# Requirement:
Reproduce exactly the lines from the line containing "Target: radish taproot" through the end of the records below, including both ends, and nothing else.

** Begin Records for processing **

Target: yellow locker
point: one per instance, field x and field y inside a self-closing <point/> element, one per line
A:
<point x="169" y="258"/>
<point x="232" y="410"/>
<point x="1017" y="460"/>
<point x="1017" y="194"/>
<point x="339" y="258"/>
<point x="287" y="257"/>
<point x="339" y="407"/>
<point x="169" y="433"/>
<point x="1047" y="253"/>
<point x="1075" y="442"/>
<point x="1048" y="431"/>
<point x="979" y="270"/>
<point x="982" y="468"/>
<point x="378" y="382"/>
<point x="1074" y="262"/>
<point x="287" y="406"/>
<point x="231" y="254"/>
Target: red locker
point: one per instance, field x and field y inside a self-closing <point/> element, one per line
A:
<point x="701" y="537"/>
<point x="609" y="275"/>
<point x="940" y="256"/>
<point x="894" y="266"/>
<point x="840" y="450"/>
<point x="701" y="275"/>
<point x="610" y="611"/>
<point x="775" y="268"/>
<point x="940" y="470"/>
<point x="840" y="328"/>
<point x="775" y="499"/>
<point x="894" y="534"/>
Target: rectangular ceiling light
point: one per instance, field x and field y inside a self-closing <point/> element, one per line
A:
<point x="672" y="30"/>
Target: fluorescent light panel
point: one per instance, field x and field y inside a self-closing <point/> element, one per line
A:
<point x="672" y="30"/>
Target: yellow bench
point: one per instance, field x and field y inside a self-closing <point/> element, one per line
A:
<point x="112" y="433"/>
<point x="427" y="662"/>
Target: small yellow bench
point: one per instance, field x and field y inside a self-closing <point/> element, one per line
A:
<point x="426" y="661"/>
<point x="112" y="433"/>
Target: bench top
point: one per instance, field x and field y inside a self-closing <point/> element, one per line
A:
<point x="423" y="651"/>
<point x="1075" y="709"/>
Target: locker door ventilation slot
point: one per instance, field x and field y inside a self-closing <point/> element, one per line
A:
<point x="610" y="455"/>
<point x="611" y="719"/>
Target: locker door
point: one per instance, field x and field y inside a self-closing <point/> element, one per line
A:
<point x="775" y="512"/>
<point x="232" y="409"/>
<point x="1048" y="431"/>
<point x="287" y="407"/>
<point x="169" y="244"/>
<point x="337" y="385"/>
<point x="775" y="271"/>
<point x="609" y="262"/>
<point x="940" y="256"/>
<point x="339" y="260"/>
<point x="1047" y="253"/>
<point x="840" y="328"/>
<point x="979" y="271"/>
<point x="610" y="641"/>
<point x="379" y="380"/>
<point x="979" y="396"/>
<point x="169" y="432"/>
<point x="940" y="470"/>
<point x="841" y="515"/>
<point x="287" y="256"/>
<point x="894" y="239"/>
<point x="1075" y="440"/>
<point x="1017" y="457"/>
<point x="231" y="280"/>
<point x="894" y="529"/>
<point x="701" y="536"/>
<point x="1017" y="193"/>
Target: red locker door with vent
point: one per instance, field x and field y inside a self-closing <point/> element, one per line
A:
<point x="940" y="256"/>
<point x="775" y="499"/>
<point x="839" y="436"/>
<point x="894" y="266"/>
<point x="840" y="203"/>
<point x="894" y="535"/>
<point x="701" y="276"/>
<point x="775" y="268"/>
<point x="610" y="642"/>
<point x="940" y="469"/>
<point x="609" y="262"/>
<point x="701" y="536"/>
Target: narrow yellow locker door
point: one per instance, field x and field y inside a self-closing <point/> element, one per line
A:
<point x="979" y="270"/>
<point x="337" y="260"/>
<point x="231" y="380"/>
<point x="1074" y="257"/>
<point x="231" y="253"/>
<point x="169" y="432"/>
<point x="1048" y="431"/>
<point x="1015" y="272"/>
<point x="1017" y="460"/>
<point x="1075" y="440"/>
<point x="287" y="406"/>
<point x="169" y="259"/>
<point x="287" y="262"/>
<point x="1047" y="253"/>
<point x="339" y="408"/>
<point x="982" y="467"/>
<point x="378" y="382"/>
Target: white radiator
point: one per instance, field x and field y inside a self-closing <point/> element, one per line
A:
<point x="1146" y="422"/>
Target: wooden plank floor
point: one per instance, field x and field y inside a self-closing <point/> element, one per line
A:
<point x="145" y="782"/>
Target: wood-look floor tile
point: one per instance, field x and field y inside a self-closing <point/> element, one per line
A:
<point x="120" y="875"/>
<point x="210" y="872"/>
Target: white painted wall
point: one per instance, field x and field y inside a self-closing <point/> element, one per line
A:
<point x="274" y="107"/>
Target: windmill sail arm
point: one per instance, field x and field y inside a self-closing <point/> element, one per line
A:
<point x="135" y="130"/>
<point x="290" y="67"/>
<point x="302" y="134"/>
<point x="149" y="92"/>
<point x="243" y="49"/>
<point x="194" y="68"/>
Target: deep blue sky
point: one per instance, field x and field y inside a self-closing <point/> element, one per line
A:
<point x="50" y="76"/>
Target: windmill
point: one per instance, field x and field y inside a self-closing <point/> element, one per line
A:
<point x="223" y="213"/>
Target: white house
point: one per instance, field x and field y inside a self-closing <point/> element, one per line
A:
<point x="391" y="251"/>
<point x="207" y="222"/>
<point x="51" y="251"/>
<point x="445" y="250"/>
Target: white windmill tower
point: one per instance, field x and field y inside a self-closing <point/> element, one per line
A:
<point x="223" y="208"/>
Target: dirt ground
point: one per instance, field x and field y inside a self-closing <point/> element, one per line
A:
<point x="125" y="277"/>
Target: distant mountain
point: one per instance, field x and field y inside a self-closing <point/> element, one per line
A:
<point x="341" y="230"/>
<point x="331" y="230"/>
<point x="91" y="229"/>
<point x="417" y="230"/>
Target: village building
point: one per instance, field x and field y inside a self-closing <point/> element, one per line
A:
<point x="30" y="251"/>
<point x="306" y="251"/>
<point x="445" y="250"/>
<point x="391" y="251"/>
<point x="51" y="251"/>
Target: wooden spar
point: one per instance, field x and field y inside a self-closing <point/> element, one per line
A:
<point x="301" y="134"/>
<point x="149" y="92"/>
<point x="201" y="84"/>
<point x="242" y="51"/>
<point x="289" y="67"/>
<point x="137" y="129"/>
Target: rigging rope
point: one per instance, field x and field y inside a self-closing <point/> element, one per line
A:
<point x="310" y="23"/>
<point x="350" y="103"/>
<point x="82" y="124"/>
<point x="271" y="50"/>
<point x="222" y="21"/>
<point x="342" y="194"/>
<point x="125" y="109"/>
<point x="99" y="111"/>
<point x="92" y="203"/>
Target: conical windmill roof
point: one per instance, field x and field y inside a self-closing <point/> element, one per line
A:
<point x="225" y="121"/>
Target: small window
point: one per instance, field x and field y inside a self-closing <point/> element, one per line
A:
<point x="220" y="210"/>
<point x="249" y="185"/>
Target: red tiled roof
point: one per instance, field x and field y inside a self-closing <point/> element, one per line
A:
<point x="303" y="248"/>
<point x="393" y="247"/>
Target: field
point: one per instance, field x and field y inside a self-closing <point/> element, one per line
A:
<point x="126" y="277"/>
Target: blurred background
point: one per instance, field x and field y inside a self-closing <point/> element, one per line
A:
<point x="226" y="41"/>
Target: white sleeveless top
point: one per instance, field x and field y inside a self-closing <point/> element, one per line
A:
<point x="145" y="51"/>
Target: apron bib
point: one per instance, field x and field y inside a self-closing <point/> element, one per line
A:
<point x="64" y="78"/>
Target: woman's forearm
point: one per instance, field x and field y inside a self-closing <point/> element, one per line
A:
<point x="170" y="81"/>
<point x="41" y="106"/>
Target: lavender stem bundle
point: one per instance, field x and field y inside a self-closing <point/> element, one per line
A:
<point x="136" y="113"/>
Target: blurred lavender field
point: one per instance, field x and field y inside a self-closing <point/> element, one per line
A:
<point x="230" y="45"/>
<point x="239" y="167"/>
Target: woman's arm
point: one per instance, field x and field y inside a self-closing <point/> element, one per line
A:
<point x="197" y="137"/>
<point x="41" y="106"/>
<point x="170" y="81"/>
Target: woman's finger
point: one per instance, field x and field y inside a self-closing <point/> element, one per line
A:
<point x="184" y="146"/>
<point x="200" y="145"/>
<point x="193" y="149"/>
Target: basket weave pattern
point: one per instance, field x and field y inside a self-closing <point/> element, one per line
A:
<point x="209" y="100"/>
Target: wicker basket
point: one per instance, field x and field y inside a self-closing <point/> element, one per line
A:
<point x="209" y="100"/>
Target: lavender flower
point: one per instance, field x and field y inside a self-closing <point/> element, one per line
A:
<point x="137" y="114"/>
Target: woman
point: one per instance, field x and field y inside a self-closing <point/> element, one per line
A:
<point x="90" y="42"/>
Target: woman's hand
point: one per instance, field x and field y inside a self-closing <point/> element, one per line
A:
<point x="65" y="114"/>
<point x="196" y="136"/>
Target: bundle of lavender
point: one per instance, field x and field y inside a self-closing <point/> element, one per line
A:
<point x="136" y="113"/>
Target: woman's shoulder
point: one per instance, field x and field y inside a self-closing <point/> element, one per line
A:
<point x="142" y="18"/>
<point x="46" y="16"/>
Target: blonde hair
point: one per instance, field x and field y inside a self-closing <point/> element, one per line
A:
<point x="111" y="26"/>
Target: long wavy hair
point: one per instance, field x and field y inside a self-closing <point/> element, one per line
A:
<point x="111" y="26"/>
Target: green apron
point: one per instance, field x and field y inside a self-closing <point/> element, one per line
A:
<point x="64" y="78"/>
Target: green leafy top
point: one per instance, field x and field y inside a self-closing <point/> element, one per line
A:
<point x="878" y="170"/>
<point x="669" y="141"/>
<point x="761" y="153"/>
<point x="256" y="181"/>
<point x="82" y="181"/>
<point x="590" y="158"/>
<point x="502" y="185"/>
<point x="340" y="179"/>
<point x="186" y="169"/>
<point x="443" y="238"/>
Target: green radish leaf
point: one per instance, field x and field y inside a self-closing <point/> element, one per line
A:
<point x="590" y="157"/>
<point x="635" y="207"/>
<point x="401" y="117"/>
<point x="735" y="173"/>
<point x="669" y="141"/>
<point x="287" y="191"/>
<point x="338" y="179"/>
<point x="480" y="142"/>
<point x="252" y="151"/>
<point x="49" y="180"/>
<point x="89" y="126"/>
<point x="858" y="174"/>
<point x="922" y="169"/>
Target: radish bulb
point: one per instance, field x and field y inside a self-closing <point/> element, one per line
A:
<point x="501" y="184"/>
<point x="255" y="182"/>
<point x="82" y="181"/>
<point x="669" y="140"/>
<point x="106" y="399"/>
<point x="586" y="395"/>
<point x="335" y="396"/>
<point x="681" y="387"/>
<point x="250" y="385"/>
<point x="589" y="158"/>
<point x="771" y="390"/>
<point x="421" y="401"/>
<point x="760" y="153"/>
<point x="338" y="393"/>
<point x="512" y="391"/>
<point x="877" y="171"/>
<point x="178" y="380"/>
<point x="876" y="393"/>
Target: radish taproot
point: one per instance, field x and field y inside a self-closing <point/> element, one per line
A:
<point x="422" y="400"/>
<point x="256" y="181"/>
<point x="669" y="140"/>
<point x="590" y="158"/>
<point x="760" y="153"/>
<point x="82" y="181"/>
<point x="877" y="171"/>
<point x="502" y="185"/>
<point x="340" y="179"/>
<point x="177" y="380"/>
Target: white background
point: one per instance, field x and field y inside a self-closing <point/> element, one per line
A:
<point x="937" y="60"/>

** End Records for processing **

# Solved problem:
Target: radish taproot
point: one per instance, field x and field y inside a self-closing <point/> element, one per line
A:
<point x="422" y="400"/>
<point x="256" y="181"/>
<point x="669" y="140"/>
<point x="590" y="158"/>
<point x="760" y="153"/>
<point x="82" y="181"/>
<point x="877" y="171"/>
<point x="502" y="185"/>
<point x="340" y="179"/>
<point x="177" y="380"/>
Target: white background
point: one per instance, field x and field y inside a self-closing <point/> element, one per line
A:
<point x="937" y="60"/>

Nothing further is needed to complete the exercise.